[Dataset records]
-------------------------
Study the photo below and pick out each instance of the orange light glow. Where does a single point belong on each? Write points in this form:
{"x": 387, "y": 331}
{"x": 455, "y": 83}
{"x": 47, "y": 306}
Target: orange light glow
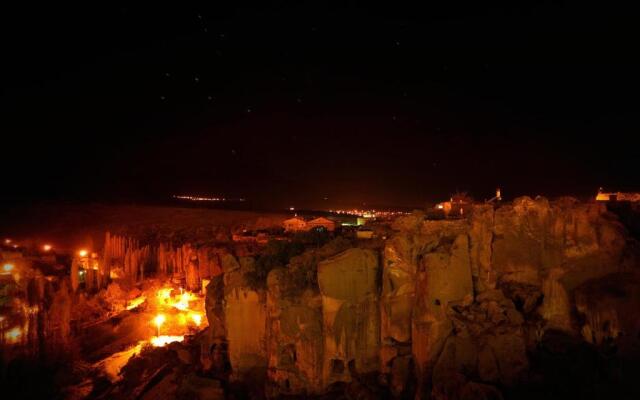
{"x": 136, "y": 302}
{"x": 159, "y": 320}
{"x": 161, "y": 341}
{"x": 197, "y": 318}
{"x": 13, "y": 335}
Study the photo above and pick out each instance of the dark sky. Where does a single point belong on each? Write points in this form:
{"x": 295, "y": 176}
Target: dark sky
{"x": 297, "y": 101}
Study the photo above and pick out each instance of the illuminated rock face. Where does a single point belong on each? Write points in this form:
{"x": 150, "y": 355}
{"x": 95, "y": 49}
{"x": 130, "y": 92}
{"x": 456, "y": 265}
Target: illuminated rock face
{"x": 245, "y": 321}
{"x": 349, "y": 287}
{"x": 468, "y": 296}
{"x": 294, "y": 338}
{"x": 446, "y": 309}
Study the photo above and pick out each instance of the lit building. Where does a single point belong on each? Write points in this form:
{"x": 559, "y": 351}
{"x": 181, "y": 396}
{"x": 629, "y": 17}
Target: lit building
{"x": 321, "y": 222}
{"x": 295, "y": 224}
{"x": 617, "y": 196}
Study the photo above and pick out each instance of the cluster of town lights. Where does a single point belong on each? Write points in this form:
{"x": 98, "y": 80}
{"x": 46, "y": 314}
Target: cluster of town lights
-------------------------
### Prompt
Could you transcribe the lines above word for word, leaving out the picture?

### Solution to this exercise
Study the photo below and pick out each instance of the orange light glow. Where does a single point belong on each? Write points in this form:
{"x": 387, "y": 331}
{"x": 455, "y": 83}
{"x": 47, "y": 306}
Target: orange light glow
{"x": 136, "y": 302}
{"x": 159, "y": 320}
{"x": 161, "y": 341}
{"x": 197, "y": 318}
{"x": 13, "y": 335}
Study the photo above and pick out each instance of the dark sky. Where does a single point belong on each? Write points in this form:
{"x": 295, "y": 176}
Target: dark sky
{"x": 297, "y": 101}
Study the photo above and pick out each instance of the illuminated rock face. Where does a single point belong on each? Write points in this form:
{"x": 150, "y": 355}
{"x": 95, "y": 49}
{"x": 130, "y": 92}
{"x": 456, "y": 265}
Target: illuminated rock face
{"x": 245, "y": 321}
{"x": 349, "y": 287}
{"x": 468, "y": 296}
{"x": 294, "y": 338}
{"x": 446, "y": 309}
Study the photo above and pick out each instance of the lit building. Where does a single point belong on each? Write points in this form:
{"x": 559, "y": 351}
{"x": 181, "y": 396}
{"x": 629, "y": 17}
Target: lit building
{"x": 321, "y": 222}
{"x": 295, "y": 224}
{"x": 617, "y": 196}
Study the photo above and pick out each instance of the cluster of town lights. Where does a single point belong on each? Write points in this form:
{"x": 98, "y": 80}
{"x": 46, "y": 314}
Target: cluster of town lights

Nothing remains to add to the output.